Assignment> Pull out of the data below the stretch of lines bounded by the one containing "For each instance of the boy's eye, imagine" and the one containing "For each instance of the jeans, imagine", both bounds included, unchanged.

Provided material>
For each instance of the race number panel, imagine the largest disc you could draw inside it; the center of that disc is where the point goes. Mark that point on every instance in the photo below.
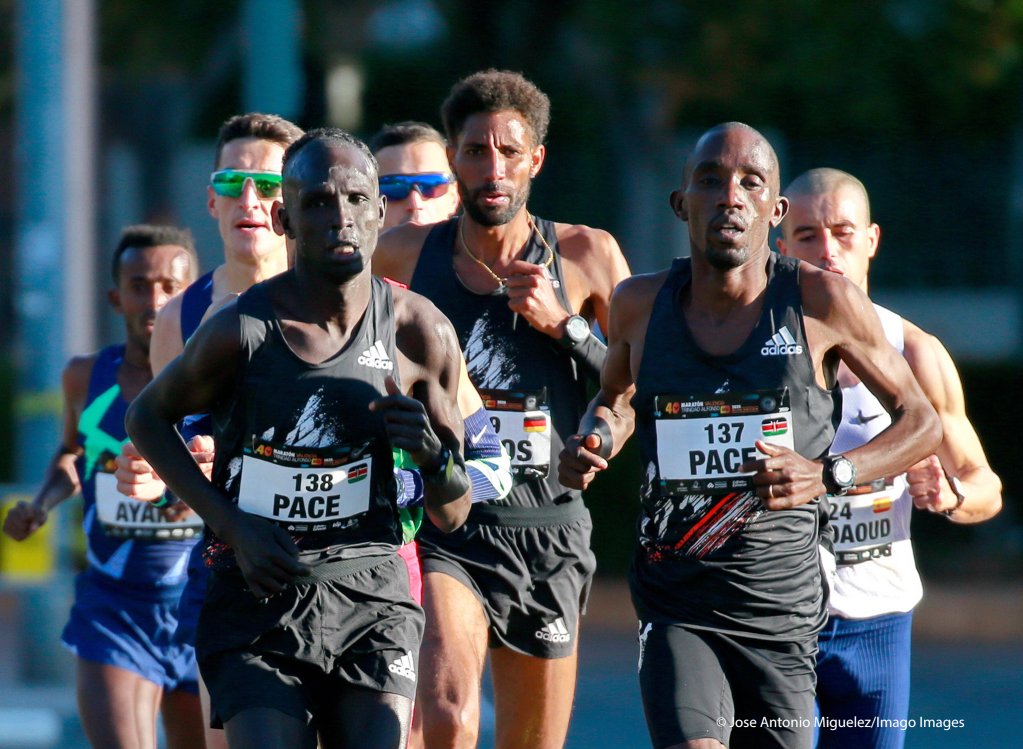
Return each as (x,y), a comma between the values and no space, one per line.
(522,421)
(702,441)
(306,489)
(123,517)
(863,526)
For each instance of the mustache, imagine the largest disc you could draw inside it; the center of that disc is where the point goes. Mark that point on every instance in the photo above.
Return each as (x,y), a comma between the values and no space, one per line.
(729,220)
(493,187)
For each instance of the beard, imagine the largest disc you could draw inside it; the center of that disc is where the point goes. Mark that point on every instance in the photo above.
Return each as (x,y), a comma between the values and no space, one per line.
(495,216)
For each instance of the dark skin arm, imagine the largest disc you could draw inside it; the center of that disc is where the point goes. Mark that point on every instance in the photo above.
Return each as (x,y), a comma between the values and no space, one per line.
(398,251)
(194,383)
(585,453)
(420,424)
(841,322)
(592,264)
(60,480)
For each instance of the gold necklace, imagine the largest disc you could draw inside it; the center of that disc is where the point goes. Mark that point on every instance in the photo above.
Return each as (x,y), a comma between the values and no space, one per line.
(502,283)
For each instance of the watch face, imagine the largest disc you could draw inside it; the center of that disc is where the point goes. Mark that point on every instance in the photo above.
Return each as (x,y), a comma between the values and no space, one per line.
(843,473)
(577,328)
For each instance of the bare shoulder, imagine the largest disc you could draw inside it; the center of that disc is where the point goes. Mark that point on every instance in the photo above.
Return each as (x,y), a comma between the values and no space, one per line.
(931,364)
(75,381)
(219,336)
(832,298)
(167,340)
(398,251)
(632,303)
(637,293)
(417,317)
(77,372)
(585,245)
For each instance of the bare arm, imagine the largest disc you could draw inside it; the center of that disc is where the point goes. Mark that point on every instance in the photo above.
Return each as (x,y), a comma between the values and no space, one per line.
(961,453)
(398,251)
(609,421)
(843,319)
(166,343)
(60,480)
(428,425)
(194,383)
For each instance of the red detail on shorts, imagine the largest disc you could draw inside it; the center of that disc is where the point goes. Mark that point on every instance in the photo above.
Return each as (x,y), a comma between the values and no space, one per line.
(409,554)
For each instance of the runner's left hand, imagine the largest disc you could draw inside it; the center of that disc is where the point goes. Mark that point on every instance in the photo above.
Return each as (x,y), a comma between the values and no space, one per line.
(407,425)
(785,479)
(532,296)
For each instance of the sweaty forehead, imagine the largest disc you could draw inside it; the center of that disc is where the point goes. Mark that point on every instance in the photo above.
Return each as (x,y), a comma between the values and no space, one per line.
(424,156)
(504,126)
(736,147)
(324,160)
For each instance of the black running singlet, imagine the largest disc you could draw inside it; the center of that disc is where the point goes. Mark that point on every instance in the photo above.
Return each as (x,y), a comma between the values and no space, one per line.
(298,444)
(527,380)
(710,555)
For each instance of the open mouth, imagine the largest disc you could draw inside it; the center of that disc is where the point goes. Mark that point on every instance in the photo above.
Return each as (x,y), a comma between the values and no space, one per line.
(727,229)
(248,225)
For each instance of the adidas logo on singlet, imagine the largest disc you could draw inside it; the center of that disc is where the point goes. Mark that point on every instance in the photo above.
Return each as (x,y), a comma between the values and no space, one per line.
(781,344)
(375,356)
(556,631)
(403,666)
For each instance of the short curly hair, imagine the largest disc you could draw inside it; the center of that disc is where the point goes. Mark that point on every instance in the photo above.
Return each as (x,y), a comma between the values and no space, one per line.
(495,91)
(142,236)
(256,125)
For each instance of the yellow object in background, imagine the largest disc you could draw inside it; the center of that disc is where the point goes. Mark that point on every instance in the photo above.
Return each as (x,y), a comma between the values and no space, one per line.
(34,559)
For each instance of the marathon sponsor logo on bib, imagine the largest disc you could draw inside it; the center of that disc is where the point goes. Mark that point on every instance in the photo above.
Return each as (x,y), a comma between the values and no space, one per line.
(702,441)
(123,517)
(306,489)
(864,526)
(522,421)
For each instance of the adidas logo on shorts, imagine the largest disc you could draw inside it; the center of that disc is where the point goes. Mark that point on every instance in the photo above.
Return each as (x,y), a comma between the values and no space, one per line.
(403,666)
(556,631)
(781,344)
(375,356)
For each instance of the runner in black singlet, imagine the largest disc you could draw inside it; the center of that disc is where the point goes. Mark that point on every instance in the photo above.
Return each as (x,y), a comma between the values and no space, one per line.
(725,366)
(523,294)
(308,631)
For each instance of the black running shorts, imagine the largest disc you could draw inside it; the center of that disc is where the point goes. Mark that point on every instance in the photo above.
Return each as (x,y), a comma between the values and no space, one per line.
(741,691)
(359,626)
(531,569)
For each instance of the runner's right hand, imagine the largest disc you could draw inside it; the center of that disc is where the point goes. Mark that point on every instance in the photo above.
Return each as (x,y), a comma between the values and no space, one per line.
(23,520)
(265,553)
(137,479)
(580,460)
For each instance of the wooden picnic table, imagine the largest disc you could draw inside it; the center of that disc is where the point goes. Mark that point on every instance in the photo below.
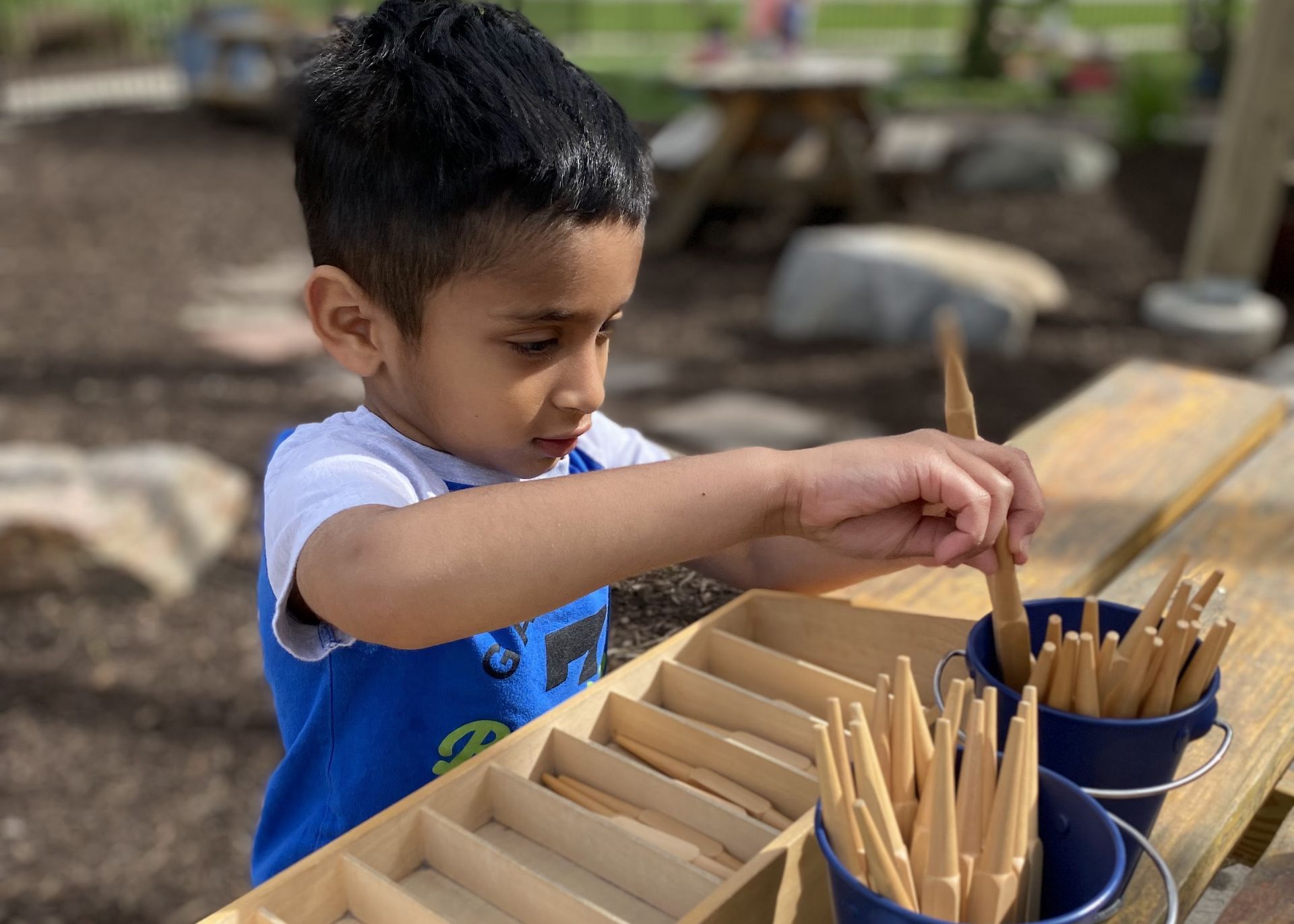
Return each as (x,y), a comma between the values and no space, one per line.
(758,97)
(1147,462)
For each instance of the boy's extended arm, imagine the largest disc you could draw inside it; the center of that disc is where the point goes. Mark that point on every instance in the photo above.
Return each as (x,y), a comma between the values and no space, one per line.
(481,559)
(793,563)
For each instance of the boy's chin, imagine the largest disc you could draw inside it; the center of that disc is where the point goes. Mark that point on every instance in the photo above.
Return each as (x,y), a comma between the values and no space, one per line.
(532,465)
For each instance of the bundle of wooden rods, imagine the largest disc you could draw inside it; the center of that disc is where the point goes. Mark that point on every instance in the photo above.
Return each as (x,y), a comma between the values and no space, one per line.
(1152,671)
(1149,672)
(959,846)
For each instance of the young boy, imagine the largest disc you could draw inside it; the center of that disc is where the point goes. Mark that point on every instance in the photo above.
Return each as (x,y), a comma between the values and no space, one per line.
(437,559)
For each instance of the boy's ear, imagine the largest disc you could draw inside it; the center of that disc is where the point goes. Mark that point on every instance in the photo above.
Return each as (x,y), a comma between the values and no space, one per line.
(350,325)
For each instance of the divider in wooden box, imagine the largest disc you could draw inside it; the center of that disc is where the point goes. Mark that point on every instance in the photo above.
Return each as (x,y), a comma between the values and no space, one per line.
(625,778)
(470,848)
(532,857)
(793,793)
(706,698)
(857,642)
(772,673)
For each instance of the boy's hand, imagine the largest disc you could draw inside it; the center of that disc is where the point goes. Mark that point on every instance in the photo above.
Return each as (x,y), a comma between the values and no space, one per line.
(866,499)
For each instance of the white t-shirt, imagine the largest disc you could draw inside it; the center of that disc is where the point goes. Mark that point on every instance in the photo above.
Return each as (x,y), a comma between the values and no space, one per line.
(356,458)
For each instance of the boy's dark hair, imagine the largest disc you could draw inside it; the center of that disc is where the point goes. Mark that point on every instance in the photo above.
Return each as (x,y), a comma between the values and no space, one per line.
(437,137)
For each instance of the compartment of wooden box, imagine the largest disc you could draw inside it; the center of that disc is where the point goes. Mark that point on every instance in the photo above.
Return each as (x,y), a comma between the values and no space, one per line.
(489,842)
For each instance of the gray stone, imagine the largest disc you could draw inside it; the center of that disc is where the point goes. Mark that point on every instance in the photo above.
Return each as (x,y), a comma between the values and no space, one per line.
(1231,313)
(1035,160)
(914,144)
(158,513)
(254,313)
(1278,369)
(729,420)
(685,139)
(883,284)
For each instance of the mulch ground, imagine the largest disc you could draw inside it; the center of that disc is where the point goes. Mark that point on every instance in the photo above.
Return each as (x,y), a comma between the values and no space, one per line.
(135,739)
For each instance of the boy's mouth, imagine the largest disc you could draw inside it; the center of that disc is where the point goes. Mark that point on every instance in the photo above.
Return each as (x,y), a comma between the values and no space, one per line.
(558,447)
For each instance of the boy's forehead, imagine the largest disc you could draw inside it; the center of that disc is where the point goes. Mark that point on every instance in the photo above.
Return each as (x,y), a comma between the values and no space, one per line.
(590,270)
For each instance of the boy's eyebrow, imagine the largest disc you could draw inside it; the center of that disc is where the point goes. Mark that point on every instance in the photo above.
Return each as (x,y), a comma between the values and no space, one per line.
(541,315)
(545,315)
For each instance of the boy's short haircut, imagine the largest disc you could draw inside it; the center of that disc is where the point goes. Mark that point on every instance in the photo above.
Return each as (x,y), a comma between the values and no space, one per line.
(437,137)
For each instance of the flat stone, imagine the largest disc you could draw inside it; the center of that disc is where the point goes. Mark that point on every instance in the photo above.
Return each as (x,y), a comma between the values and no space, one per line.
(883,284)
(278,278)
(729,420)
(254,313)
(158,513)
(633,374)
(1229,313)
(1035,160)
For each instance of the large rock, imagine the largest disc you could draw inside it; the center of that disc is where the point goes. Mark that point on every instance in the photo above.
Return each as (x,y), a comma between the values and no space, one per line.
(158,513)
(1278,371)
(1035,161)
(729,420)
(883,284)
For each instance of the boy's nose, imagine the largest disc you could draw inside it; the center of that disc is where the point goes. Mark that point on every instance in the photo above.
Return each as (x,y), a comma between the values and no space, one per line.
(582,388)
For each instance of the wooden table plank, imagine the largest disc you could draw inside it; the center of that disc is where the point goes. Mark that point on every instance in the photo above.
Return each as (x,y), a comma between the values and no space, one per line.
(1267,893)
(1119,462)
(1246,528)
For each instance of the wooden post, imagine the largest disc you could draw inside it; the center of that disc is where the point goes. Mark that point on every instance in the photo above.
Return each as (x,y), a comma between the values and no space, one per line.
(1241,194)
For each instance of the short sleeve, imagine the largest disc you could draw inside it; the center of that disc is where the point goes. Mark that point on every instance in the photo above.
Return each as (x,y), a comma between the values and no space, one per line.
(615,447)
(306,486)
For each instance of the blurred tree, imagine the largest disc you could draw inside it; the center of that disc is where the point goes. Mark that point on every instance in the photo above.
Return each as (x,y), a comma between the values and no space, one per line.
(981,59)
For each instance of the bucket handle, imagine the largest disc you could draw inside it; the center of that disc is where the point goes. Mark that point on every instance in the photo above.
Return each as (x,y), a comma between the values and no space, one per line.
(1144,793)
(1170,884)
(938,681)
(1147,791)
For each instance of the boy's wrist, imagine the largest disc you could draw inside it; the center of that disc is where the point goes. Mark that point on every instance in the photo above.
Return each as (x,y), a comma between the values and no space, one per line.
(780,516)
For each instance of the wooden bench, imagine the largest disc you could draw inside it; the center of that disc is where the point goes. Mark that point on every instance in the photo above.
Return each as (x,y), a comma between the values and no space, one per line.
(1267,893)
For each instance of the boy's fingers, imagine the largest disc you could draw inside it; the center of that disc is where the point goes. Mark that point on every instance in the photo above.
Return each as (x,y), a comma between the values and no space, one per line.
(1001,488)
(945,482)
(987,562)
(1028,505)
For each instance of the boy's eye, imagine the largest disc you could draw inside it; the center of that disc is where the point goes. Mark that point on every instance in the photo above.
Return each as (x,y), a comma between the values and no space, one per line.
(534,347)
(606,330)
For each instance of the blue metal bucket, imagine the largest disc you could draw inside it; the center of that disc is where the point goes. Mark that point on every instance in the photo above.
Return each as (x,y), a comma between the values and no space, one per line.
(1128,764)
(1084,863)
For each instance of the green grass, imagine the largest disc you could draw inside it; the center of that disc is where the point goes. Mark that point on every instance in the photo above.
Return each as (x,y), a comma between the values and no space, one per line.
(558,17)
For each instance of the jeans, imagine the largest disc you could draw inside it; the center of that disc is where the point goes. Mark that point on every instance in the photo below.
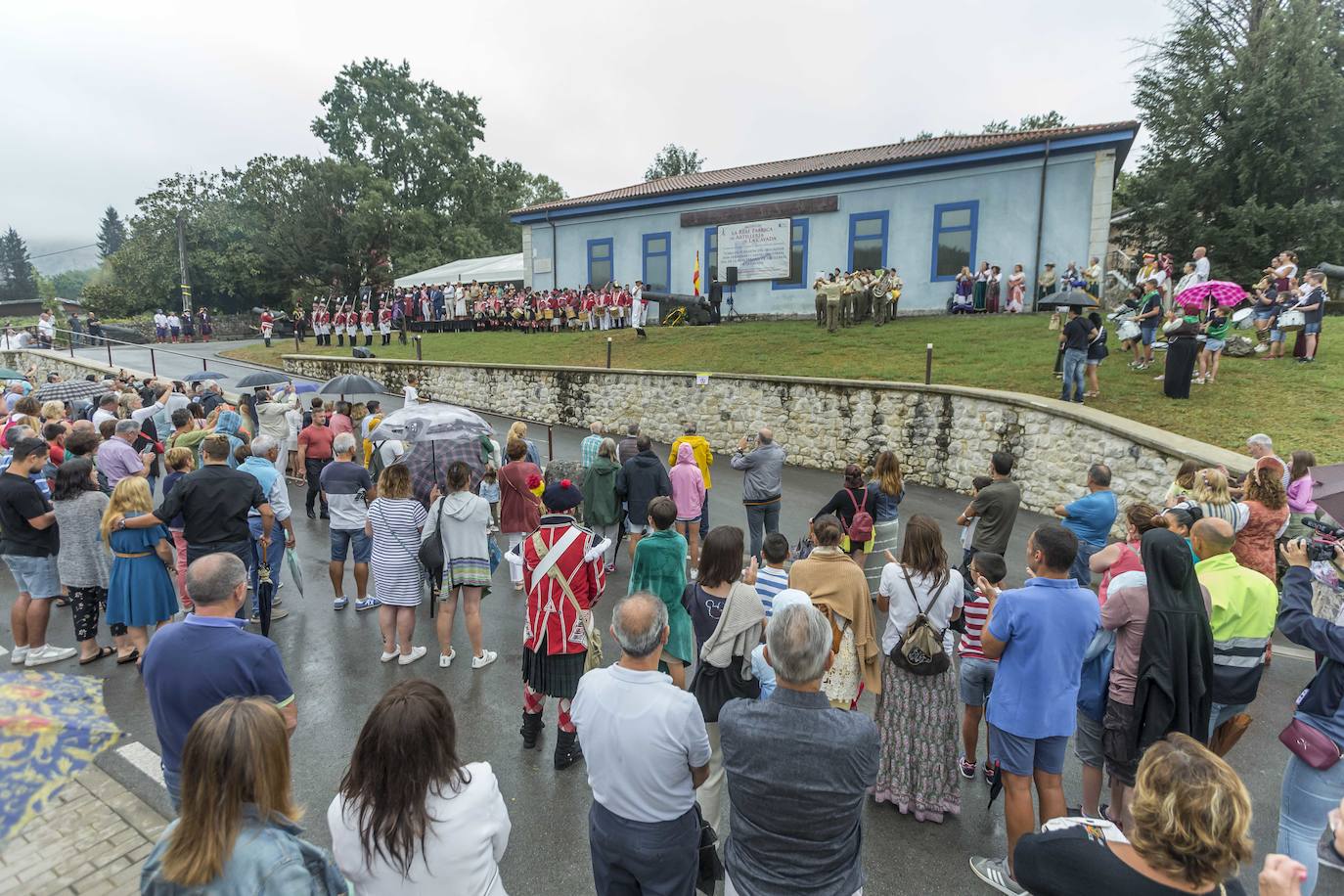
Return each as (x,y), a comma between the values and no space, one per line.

Answer for the task>
For each instance of the boy's eye, imagine the largest disc you could draw inside it; the center of that disc is where the point goes. Mark that point on every instance in the photo above.
Return each as (x,y), a comma between the values and no space, one per line.
(534,347)
(606,330)
For each instance of the blue metal bucket, imagine the largest disc you could draw inside it; the center of that disc is where the point goes. Mark that point on every instance in the photo above.
Return each as (x,y), a comma between the values and no space, one per line.
(1128,764)
(1084,863)
For each instance of the green grass, imagine the largest disc you could draw inside it; the center of that disc is where the point goes. Mark that point on every instance in the photo above.
Return each as (x,y), a comma between the values and no space, one per line.
(558,17)
For each instance of the jeans, imagine the largest disc you could draw inside it; the center of that disc is where the point goes. Mark that point on every instance in the photo below.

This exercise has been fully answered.